▶ _DIRECTIONS FOR THIS TASK_
Give back each entry exactly as written, apart from the pictures.

**** EXTRACTED MATERIAL

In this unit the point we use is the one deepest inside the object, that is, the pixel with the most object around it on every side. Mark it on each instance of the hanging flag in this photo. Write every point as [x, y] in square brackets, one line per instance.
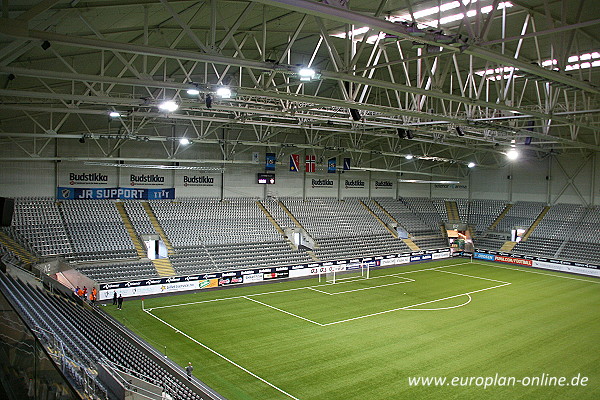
[294, 162]
[270, 164]
[311, 163]
[331, 164]
[346, 164]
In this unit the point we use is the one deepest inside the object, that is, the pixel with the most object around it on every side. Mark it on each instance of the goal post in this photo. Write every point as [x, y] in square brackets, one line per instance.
[341, 273]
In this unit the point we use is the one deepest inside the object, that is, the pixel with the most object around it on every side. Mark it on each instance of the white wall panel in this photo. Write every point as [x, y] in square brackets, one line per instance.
[28, 179]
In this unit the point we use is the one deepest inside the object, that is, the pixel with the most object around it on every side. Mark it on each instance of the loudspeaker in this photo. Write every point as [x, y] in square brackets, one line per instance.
[7, 206]
[355, 114]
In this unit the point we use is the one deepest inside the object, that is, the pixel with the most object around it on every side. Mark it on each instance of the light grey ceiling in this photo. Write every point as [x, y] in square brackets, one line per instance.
[129, 55]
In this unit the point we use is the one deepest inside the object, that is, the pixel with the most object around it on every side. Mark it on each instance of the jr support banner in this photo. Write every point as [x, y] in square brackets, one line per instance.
[69, 193]
[311, 163]
[294, 162]
[270, 162]
[331, 165]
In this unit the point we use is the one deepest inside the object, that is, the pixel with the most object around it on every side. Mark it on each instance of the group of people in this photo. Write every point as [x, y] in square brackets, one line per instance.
[117, 301]
[82, 293]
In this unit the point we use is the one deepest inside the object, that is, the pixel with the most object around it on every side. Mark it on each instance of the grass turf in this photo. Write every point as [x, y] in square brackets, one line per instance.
[294, 342]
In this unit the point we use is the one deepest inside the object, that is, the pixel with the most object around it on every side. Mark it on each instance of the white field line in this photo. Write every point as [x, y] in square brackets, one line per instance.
[441, 308]
[283, 311]
[472, 276]
[320, 291]
[413, 305]
[408, 280]
[542, 273]
[222, 356]
[301, 288]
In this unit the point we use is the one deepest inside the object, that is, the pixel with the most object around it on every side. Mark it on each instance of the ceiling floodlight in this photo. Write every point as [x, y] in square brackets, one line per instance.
[168, 106]
[306, 74]
[167, 167]
[425, 182]
[224, 93]
[512, 154]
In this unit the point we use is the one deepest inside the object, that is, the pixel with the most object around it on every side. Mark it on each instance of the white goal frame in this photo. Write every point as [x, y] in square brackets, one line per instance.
[333, 275]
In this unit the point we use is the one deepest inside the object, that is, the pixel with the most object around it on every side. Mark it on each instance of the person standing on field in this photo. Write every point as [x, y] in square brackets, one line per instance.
[189, 370]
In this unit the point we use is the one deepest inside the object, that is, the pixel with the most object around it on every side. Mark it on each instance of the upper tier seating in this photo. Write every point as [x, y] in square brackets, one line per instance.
[96, 230]
[327, 217]
[197, 222]
[583, 242]
[123, 271]
[482, 213]
[38, 221]
[521, 214]
[554, 229]
[138, 217]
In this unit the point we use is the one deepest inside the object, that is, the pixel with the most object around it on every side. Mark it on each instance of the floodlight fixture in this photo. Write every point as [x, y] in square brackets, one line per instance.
[512, 154]
[168, 106]
[306, 74]
[224, 92]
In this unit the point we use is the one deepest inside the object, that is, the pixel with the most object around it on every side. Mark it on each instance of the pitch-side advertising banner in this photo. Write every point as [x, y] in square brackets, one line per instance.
[204, 281]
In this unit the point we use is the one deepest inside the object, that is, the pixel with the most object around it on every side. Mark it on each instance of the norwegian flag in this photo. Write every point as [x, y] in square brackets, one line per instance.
[294, 162]
[311, 163]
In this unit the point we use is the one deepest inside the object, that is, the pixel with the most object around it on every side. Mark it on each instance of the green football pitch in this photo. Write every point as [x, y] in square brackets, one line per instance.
[490, 330]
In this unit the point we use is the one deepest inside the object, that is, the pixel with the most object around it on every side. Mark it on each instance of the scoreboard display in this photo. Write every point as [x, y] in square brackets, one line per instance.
[266, 179]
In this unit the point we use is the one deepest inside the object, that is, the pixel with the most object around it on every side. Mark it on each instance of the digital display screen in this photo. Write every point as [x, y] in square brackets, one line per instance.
[266, 179]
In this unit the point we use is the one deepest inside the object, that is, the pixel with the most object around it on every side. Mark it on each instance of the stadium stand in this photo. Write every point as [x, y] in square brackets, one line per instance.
[583, 238]
[213, 235]
[96, 231]
[424, 227]
[482, 214]
[139, 218]
[343, 229]
[90, 337]
[115, 272]
[521, 214]
[39, 222]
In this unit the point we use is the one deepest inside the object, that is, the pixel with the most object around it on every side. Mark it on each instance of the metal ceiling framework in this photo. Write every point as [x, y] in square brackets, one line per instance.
[65, 64]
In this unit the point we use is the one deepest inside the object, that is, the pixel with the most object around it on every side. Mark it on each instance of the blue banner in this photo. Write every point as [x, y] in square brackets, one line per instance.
[346, 164]
[68, 193]
[270, 162]
[331, 165]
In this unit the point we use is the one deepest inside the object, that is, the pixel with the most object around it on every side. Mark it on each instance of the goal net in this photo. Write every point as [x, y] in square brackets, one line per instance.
[339, 273]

********

▶ _RESPONSE FOR THIS EXERCISE_
In this unit the point we use is the one deepest inside the object, that is, the pixel with the most object around it on every side. Mark it on each instance of the hanging flag in this photo. Write every point as [x, y] in square brackets, one line per instance.
[294, 162]
[270, 164]
[311, 163]
[331, 164]
[346, 164]
In this unit the point we use is the one deepest inside the object, that is, the pixel with the most object around it on every side. Mark it on each instance of the goal post in this photo. Write every point as [x, y] in square brackets, one line per instance.
[341, 273]
In this unit the point we use is the one deepest inside the object, that is, the pixel with the most object around it on every side. Mark it on each instance of the white wall panel in this photo. Write every point as [x, y] in square brackets, one line per instance.
[28, 179]
In this unit the point we use is the one deepest inside the object, that is, the pixel with the most object around it on every side. Mark it on each instance of the loudspeaker in this photo. Write every point as [x, y] in square brackets, one line per instance.
[7, 206]
[355, 114]
In this unit the point we use is the one deepest inside the object, that is, the pixel with the most object around it on every side. Mark it on each instance of the light grey ceiling in this photo. Write every point as [x, y] in square brackets, one line per instance.
[129, 55]
In this unit the point we use is the one deepest inside the object, that is, the pixel with the most object around it on every side. Mark it on each instance of the jr support banner in this photo. Write every point as [x, y] in square brackets, one line per instance.
[69, 193]
[311, 163]
[294, 162]
[270, 162]
[331, 165]
In this unit the point we use is the one deepest inside the object, that is, the pixel with the most object around it on every side. Mark it on each instance of the group of people in this photo. Write every point as [x, y] in square brackets, one line per instance.
[117, 301]
[82, 293]
In this unit the point we use is the one deepest inside the object, that is, the pixel with the most object around it on every side. Mark it on each instance of the grass turf in this photo. Write every point as [x, y] in square brackets, one line per instance.
[294, 342]
In this unit the point we use is the one deepest inside the object, that is, the pixel with the most object around it on every side. Mark it on each instance of the white field line in this photo. Write every point as [x, y] in square brackets, one line per instance.
[441, 308]
[283, 311]
[472, 276]
[320, 291]
[413, 305]
[408, 280]
[542, 273]
[222, 356]
[301, 288]
In this unit the point we use is the one deepest inside the object, that is, the pixel with the most object around it on every side. Mark it on each instance of the ceiling floodlight in this photo. Write every point as [x, y] in square brackets, one line per instance.
[168, 106]
[306, 74]
[167, 167]
[425, 182]
[224, 93]
[512, 154]
In this unit the point we use is the one deepest inside the object, that is, the pixel with the most object around it on every side. Mark it on each instance of the white goal frame in this photo. Write every point as [x, y] in square brackets, one line per instance.
[333, 275]
In this unit the point we use is the one deepest inside the object, that is, the pixel with the most object around it on every side. Mark it on each instance of the person standing on field in this photo. Write every point as [x, y] in square brackets, one line per instance.
[189, 370]
In this unit the point we use is the one deepest inside the object, that is, the pixel with the most object around it on every side. Mark it on each instance of the upper tier seating in this photo. Write every point as [x, y] in square brackets, one line per instance.
[96, 230]
[327, 217]
[197, 222]
[583, 242]
[123, 271]
[482, 213]
[38, 221]
[521, 214]
[554, 229]
[138, 217]
In this unit the point we use is the one deepest inside the object, that is, the pixel with the most object around it on every side. Mark it on each instance of the floodlight fixture in this photo. Write every point as [x, y] in square brackets, one line per instance.
[512, 154]
[168, 106]
[306, 74]
[224, 92]
In this unit the point we use is the one deepest inside the object, that is, the pixel with the most object around it on every side. Mark it on each instance of the pitch-side advertising banner in this photo. Write every point as [x, y] in square brackets, one line per instance.
[204, 281]
In this unit the point we use is the one deepest inside the object, that is, the pixel with the most object around it on every side. Mark it on each instance of the norwegian flag in this photo. Write every point as [x, y] in square brackets, one line per instance.
[294, 162]
[311, 163]
In this unit the point we use is the one deepest inside the object, that is, the pixel with the most object around it on every side. Mark it on each instance of the green football pitch in this photo. Write every point as [x, y] in square brackets, one line per instance.
[490, 330]
In this unit the point we use is the one deepest inside the object, that is, the pixel with the most object around it on every side. Mark it on each instance of the scoreboard display in this photo. Write every point as [x, y] in square brackets, one line per instance.
[266, 179]
In this unit the point we use is the one deepest inside the object, that is, the pixel with the most object around it on every side. Mark it on each instance of the digital display screen in this photo. Write every point as [x, y] in square brackets, one line per instance.
[266, 179]
In this unit the point we use is the one deepest inside the object, that is, the pixel with the most object around it on every side. Mark it on each instance of the stadium stand in this photo. Write every point as [x, y] in square brackets, one line per instance.
[583, 238]
[213, 235]
[96, 231]
[424, 227]
[482, 214]
[139, 218]
[343, 229]
[90, 337]
[115, 272]
[521, 214]
[39, 222]
In this unit the point we use is the one deepest inside the object, that is, the pixel with the most object around it on every side. Mark it on each instance of the metal ceiling framework in this photo. Write every point as [x, y] in square brackets, one line per instance.
[65, 64]
In this unit the point we use is the one deepest inside the object, that is, the pixel with the most object around it on every side. Mark it on each instance of the blue banner in this photo. Write every point as [x, y] in square brackets, one line per instance.
[346, 164]
[68, 193]
[270, 162]
[331, 165]
In this unit the point we use is the one deepest inside the object, that is, the pixel with the most object around it on every side. Mark it on each instance of the goal net in this photo. Write every point as [x, y] in square brackets, one line per instance.
[339, 273]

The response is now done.